■ Cuplikan teks:
**********
Sunday, August 08, 2004

Hikmah Rejeki Cibaduyut

Deru knalpot ojek meletup di belakang pantatku. Kali ini aku pulang melalui Ampera dari kantor teman di Kemang. Hari ini hari minggu, tapi kantor temanku itu benar2 hommie sehingga libur pun tetap enak nongkrong di kantor. Apalagi bisnisnya production house iklan yang para pekerjanya berpakaian bebas seperti di rumah saja. Ia pun bisa ngantor dengan bercelana pendek saja.

Jam sudah lewat tengah malam ketika ojek berhenti di lampu merah jalan baru, TB Simatupang. Aku turun disini dan lanjut dengan angkot atau koantas bima kalau masih ada. Sekitar 40 menit sampai sejam lagi baru sampai ke rumahku di bilangan pondok gede.

"Berapa be?" tanyaku pendek.
"Yah terserah aje deh, dikasi nye berape...," abang tukang ojek berlagak pilon.
"Ya udeh goceng ye?" aku menyodorkan lima lembar ribuan lusuh padanya sesuai pesan Dhias pacar temanku.
"Makasih ye." abang ojek segera berlalu.

Aku berlari kecil menyeberang ke tepi jalan ke arah Kampung Rambutan. Sebuah angkot koasi coklat jurusan Kampung Rambutan-Kranggan ngetem menungguku. Di jalan baru, mendekati tengah malam tidak ada angkutan resmi yang beroperasi lagi. Jadi meski jalur ini bukan trayeknya, hanya angkot2 seperti ini yang dapat menolong penumpang yang pulang malam sepertiku.

Aku langsung melompat kedalam. Tak banyak penumpang di dalamnya. Dua orang yang kelihatannya satpam, pengemudi taksi, seorang pemuda keturunan seorang bapak setengah baya, aku dan satu atau dua orang lagi di samping sopir. Aku duduk diam dipojok mendengarkan percakapan pemuda keturunan tadi dengan si abang setengah baya tadi.

"Oh abang dari Medan? Saya juga dari Medan Bang, maksud saya Papi saya aslinya dari Medan" kata si pemuda keturunan tadi. Sebut saja namanya Acoy.
"Oh ya? Medannya mana?".
"Wah saya kurang tau namanya. Papi saya sudah meninggal sejak saya kecil sih. Saya juga belum pernah ke Medan" jawab acoy.
"Yah pulanglah ke Medan sekali2. Ziarah ke makam orang tua. Murah kok ke Medan sekarang ini. Abang bulan lalu habis ke Medan sekeluarga, naik bis dari UKI cuma 100 ribu seorang. Tengok lah orang tua" si abang menyarankan. Wajahnya tampak seperti orang melayu, putih dan tidak keras seperti wajah orang batak.
**********
■ Cuplikan data:
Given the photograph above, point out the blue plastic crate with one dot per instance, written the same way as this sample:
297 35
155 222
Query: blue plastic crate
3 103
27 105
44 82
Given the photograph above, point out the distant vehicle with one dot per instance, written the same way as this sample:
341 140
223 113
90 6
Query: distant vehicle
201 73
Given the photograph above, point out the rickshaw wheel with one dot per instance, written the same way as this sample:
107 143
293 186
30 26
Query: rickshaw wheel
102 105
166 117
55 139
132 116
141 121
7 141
**********
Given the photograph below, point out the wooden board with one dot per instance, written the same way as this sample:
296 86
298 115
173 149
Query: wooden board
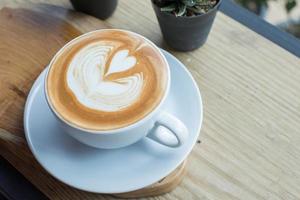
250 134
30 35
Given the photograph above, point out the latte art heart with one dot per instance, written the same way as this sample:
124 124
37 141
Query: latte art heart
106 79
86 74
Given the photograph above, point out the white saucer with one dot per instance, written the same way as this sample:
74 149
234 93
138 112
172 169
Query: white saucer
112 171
**********
■ Tugas: Tulis ulang paragraf dalam cuplikan teks yang diawali "Aku berlari kecil menyeberang" agar lebih ringkas, dengan tetap mempertahankan fakta utamanya.

■ Jawaban: Aku menyeberang ke tepi jalan arah Kampung Rambutan, tempat sebuah angkot koasi coklat jurusan Kampung Rambutan-Kranggan ngetem menungguku. Menjelang tengah malam tak ada lagi angkutan resmi di jalan baru. Karena itu, angkot seperti ini menjadi satu-satunya penolong bagi penumpang yang pulang malam, walaupun jalur ini bukan trayeknya.